Excerpt from a dataset
= = =

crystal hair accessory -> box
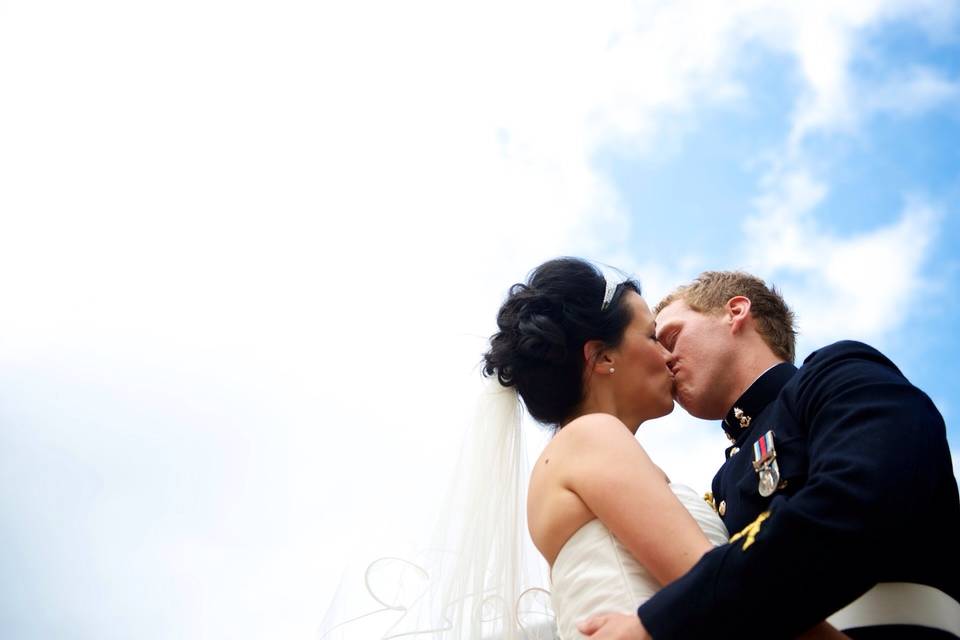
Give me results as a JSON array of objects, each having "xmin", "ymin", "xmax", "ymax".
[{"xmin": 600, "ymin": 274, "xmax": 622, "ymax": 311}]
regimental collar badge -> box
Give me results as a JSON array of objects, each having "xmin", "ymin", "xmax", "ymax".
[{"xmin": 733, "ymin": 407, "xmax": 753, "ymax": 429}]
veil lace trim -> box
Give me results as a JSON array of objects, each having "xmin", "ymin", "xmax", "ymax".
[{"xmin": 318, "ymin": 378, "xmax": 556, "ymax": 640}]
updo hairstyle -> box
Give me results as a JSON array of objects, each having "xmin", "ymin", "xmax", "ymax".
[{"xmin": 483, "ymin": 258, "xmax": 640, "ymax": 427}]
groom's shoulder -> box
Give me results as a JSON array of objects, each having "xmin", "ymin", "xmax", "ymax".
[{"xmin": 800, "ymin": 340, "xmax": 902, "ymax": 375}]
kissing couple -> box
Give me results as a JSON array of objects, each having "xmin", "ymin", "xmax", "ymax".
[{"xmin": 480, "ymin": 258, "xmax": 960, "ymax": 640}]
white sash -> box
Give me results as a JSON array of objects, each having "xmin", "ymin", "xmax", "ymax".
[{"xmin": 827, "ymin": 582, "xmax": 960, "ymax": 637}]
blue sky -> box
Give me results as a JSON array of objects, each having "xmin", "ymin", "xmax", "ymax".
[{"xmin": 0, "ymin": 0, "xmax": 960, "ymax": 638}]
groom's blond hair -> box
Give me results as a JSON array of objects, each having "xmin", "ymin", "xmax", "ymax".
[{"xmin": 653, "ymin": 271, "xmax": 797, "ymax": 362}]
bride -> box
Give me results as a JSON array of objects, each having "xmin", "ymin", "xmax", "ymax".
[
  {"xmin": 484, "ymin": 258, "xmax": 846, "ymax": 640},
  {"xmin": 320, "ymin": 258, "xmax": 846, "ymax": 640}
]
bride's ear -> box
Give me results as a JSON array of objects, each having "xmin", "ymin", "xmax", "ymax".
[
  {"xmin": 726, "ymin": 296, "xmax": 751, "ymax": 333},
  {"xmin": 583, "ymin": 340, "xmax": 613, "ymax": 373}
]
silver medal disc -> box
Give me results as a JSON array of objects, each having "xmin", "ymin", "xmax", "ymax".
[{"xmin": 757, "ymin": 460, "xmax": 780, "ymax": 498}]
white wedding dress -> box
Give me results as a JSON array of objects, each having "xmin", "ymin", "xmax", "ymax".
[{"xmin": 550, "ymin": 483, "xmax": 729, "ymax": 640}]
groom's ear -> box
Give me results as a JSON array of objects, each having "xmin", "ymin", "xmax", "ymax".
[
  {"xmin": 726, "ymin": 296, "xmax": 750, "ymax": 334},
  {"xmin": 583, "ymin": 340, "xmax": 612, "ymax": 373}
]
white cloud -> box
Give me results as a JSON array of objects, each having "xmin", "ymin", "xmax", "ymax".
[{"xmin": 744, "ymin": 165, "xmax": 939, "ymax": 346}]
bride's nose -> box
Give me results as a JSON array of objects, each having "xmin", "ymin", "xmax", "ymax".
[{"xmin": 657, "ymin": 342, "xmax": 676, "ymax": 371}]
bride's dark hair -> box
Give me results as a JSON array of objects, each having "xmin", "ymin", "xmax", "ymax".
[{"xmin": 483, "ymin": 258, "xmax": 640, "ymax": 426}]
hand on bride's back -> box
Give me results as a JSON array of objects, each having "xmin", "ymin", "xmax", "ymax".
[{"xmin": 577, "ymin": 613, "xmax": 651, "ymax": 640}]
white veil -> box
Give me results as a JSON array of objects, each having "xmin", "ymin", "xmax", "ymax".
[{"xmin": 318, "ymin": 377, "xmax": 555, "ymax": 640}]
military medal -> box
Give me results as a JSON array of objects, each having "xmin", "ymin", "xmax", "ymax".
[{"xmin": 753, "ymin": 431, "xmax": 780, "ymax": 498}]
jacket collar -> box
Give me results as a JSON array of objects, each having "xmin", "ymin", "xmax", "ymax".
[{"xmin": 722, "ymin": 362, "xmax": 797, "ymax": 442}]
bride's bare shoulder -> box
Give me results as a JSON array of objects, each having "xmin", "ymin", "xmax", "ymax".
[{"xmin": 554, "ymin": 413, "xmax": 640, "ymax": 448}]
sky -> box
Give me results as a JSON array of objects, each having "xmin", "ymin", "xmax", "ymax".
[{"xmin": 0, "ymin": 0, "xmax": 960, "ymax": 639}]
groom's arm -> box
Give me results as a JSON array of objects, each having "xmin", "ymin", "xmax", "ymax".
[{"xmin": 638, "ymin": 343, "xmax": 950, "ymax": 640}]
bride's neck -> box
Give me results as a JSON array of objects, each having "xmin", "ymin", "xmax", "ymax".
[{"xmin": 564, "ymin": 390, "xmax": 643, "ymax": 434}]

= = =

** TASK BRIEF **
Reproduce all of the material above line for line, leaving out the pictures.

** RESPONSE FOR THIS EXERCISE **
crystal hair accessory -> box
Give me results as a JSON array of objects, each having "xmin", "ymin", "xmax", "ymax".
[{"xmin": 600, "ymin": 274, "xmax": 622, "ymax": 311}]
regimental collar badge -> box
Give me results as a JSON array of objects, each having "xmin", "ymin", "xmax", "ymax".
[{"xmin": 733, "ymin": 407, "xmax": 753, "ymax": 429}]
veil lace trim -> box
Give me results as a JSON array of objects, each having "xmin", "ymin", "xmax", "ymax".
[{"xmin": 318, "ymin": 378, "xmax": 556, "ymax": 640}]
updo hairstyle -> box
Give me results as a JSON array of objects, each having "xmin", "ymin", "xmax", "ymax".
[{"xmin": 483, "ymin": 258, "xmax": 640, "ymax": 427}]
groom's shoulder -> box
Give me results as a JSON array of objects, each having "xmin", "ymin", "xmax", "ymax".
[{"xmin": 800, "ymin": 340, "xmax": 902, "ymax": 375}]
kissing couple -> box
Give me results as a JSON array of objects, each having "xmin", "ymin", "xmax", "ymax".
[{"xmin": 480, "ymin": 258, "xmax": 960, "ymax": 640}]
white sash -> box
Give me results as a JSON array of objects, each having "xmin", "ymin", "xmax", "ymax".
[{"xmin": 827, "ymin": 582, "xmax": 960, "ymax": 637}]
blue sky -> box
Give me results as a JSON array of objects, each having "xmin", "ymin", "xmax", "ymax".
[{"xmin": 0, "ymin": 0, "xmax": 960, "ymax": 638}]
groom's blond hair -> box
Give me results as a JSON array of objects, each having "xmin", "ymin", "xmax", "ymax".
[{"xmin": 653, "ymin": 271, "xmax": 797, "ymax": 362}]
bride -> box
Give me results as a JSON array of objects, each having "xmin", "ymin", "xmax", "ymax".
[
  {"xmin": 484, "ymin": 258, "xmax": 846, "ymax": 640},
  {"xmin": 320, "ymin": 258, "xmax": 846, "ymax": 640}
]
bride's ear -> box
Give me results as a JSON array of objects, each having "xmin", "ymin", "xmax", "ymax".
[
  {"xmin": 726, "ymin": 296, "xmax": 751, "ymax": 333},
  {"xmin": 583, "ymin": 340, "xmax": 613, "ymax": 373}
]
silver medal disc -> box
Give me results as a JSON array of objects, each having "xmin", "ymin", "xmax", "ymax".
[{"xmin": 757, "ymin": 460, "xmax": 780, "ymax": 498}]
white wedding dress -> box
Give me results as a JSON array of objects, each having "xmin", "ymin", "xmax", "ymax".
[{"xmin": 550, "ymin": 483, "xmax": 729, "ymax": 640}]
groom's ear -> box
Give me results as a JSON array of objects, each having "xmin", "ymin", "xmax", "ymax".
[
  {"xmin": 726, "ymin": 296, "xmax": 750, "ymax": 334},
  {"xmin": 583, "ymin": 340, "xmax": 612, "ymax": 373}
]
white cloud -> box
Give me results as a JSON array of objects, each having "xmin", "ymin", "xmax", "ymax".
[{"xmin": 744, "ymin": 165, "xmax": 939, "ymax": 346}]
bride's nose -> box
Give me results as a JSON array of objects, each having "xmin", "ymin", "xmax", "ymax".
[{"xmin": 657, "ymin": 342, "xmax": 676, "ymax": 371}]
bride's dark hair -> box
Give me results as a JSON array of objects, each having "xmin", "ymin", "xmax", "ymax".
[{"xmin": 483, "ymin": 258, "xmax": 640, "ymax": 426}]
hand on bride's back -> box
Give me results as a JSON array of objects, each having "xmin", "ymin", "xmax", "ymax".
[{"xmin": 577, "ymin": 613, "xmax": 651, "ymax": 640}]
white veil -> box
Give me results as a JSON array of objects, each having "xmin", "ymin", "xmax", "ymax".
[{"xmin": 318, "ymin": 377, "xmax": 555, "ymax": 640}]
military medal -> box
Give me results as a JSON array of objects, each having "xmin", "ymin", "xmax", "ymax".
[{"xmin": 753, "ymin": 431, "xmax": 780, "ymax": 498}]
jacket collar -> box
Give me results as a JSON array of objects, each having "xmin", "ymin", "xmax", "ymax".
[{"xmin": 722, "ymin": 362, "xmax": 797, "ymax": 442}]
bride's bare shoulder -> box
Give me results as a JSON array of objects, each having "xmin", "ymin", "xmax", "ymax".
[{"xmin": 554, "ymin": 413, "xmax": 640, "ymax": 448}]
sky -> box
Give me results as a JSON array of objects, each having "xmin", "ymin", "xmax", "ymax".
[{"xmin": 0, "ymin": 0, "xmax": 960, "ymax": 639}]
groom's arm -> box
Give me results as a JSON array of objects, each having "xmin", "ymin", "xmax", "ymax".
[{"xmin": 638, "ymin": 343, "xmax": 950, "ymax": 640}]
bride's neck -> box
Give me results as a JSON array of objects, each having "xmin", "ymin", "xmax", "ymax".
[{"xmin": 564, "ymin": 390, "xmax": 643, "ymax": 434}]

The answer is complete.